- _ENTRIES_:
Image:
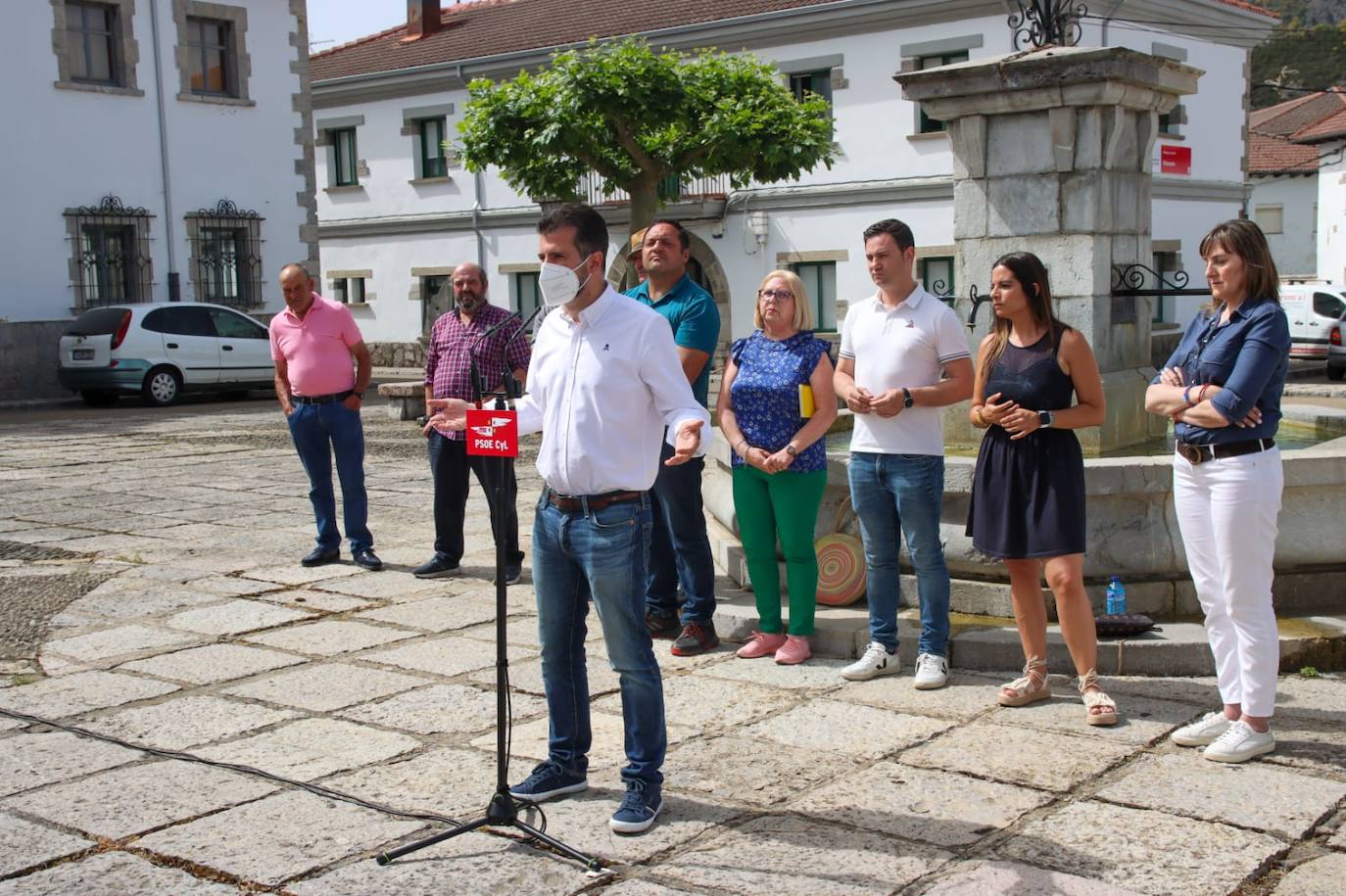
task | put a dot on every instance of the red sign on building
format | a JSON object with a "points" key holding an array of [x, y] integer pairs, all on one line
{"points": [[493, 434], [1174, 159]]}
...
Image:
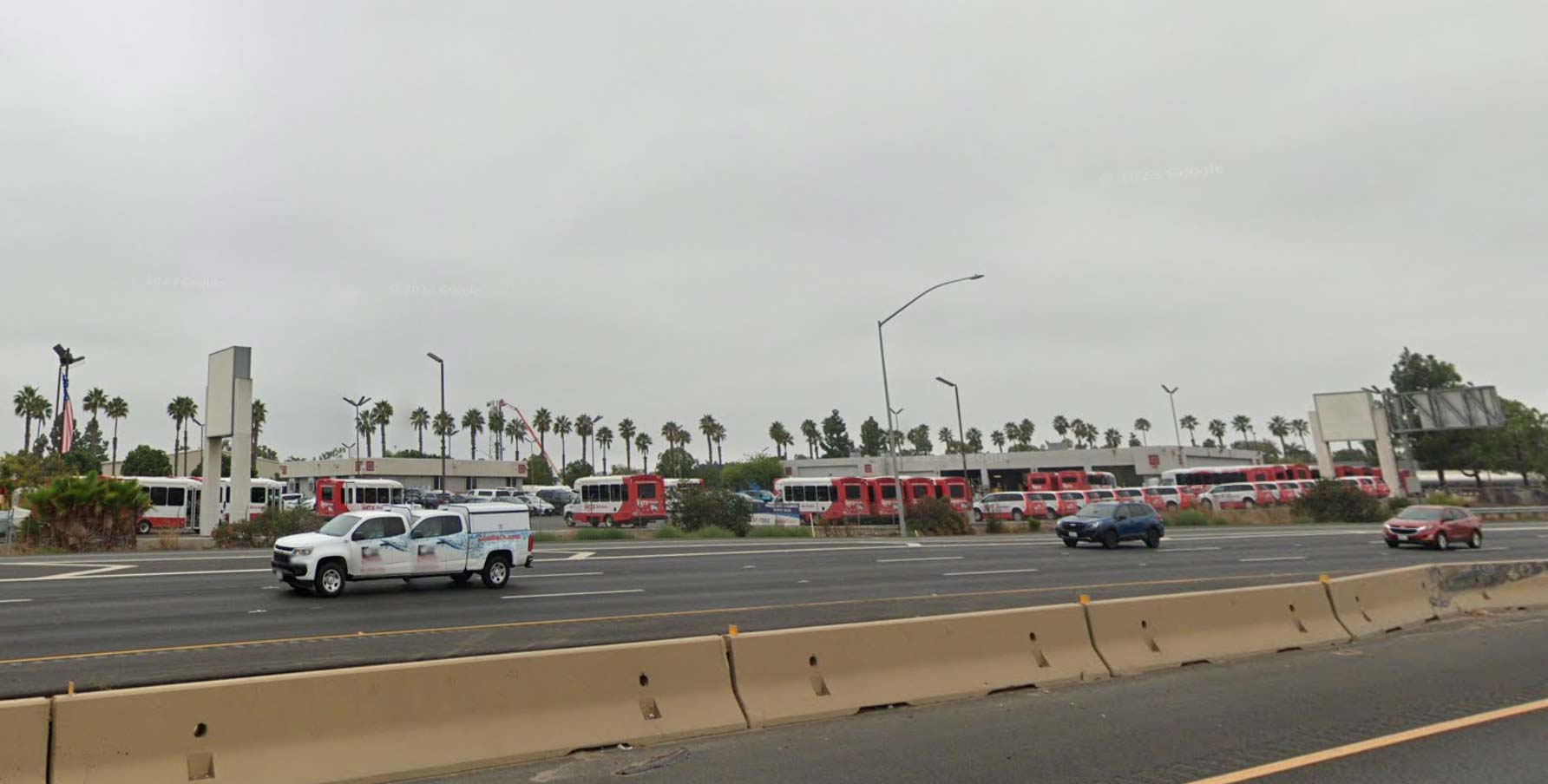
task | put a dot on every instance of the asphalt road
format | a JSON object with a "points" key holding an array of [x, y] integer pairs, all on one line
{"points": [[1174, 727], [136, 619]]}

- _JOB_:
Return every line of the records that contains the string "points", matching case exactly.

- _COMPLETED TASK_:
format | a JSON object with a "points" key holding an array of [x, y] integer pairs, all on one line
{"points": [[493, 434], [1174, 159]]}
format | a JSON object with a "points" key holding an array of [x, y] integer pairs, all on one line
{"points": [[1174, 727], [136, 619]]}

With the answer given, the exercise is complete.